▸ **What the task asks**
Nothing in the records that follow should differ once you have copied them out.

▸ **Referring expression data**
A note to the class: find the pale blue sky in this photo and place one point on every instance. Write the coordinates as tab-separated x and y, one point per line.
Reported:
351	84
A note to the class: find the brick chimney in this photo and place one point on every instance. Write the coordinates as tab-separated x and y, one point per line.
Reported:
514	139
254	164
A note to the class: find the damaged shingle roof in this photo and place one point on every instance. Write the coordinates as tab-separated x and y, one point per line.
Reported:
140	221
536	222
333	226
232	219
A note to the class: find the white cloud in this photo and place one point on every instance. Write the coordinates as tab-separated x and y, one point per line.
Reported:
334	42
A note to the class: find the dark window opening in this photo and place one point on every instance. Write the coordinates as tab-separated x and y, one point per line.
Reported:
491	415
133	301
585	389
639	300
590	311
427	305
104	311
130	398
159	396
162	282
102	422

▸ **Response**
A note to the class: find the pale blue sky in this photo and place one point on every instance. Write the coordinates as tab-separated x and y, one point per line.
Reported:
351	84
A note to the class: find the brick chimney in this photo and place one point on every instance. Write the coordinates as tab-separated x and y, one point per line.
Reported:
514	139
254	164
A note to the class: find the damaged shingle roof in this photo and place one point on every instance. Write the coordinates as tab-separated x and y, one point per line.
Reported:
140	221
536	222
333	226
232	219
A note to the class: find the white cloud in this photo and place one point on every instance. Write the coordinates as tab-separated x and y, one point per line.
Reported:
334	42
A note to the class: find the dark window opening in this photo and place one point on every instance. Write the coordinates as tab-separated x and y, one point per line.
Reported:
491	415
133	301
585	389
639	300
590	311
427	305
104	311
130	398
159	396
162	282
102	422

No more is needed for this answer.